* PROVIDED TEXT *
This thread has been locked.

If you have a related question, please click the "Ask a related question" button in the top right corner. The newly created question will be automatically linked to this question.

TMS320DM8147: DSP reset/restart/reload fails after many successful iterations

Part Number: TMS320DM8147

The setup of interest here is a DM8147 the is running a custom uboot to load code across the PCIe bus to the DSP and then start the DSP.

The DSP has EDMA and McASPs active and runs 8 tasks. Everything works as expected.

What doesn't work i100% of the time is an asynchronous  "soft" reboot. This happens when the ARM resets the DSP and code is reloaded across the PCIe bus and the DSP restarted. Are there special steps required to reset the DSP to it's powered down state.

Additionally, once the DSP has failed to come up correctly, a complete power off, restart cycle is required.

Are there any additional steps required to soft reboot the DSP in the DM8147.

Thanks.

  • Based on my experience with other devices, I would suggest that before a DSP reboot the ARM issues some kind of "notice" to the DSP.  The DSP would react by disabling any associated EDMA/McASP operations that are on-going and falling into a spin-loop to wait to be rebooted.  The goal would be to avoid resetting the DSP while there's a memory transaction "in flight".  If the DSP can stop its activity and just spin, I think the issues will go away.

* EXERCISE TASK A *
Return the part of the DSP reset thread that starts with "TMS320DM8147: DSP reset/restart/reload" and ends after "powered down state.", copied word for word.

* DATA ENTRIES *
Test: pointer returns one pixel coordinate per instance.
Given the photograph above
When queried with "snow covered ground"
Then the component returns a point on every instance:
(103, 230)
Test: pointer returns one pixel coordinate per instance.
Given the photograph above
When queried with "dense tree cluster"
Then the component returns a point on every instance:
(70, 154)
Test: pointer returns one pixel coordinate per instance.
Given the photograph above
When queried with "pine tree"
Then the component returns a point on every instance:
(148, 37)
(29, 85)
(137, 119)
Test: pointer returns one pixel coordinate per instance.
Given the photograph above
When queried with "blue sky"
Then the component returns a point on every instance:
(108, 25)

* EXERCISE TASK B *
Select every line of the records that contains the string "queried", where uppercase and lowercase letters count as different.

* REPLY A *
TMS320DM8147: DSP reset/restart/reload fails after many successful iterations

Part Number: TMS320DM8147

The setup of interest here is a DM8147 the is running a custom uboot to load code across the PCIe bus to the DSP and then start the DSP.

The DSP has EDMA and McASPs active and runs 8 tasks. Everything works as expected.

What doesn't work i100% of the time is an asynchronous  "soft" reboot. This happens when the ARM resets the DSP and code is reloaded across the PCIe bus and the DSP restarted. Are there special steps required to reset the DSP to it's powered down state.

* REPLY B *
When queried with "snow covered ground"
When queried with "dense tree cluster"
When queried with "pine tree"
When queried with "blue sky"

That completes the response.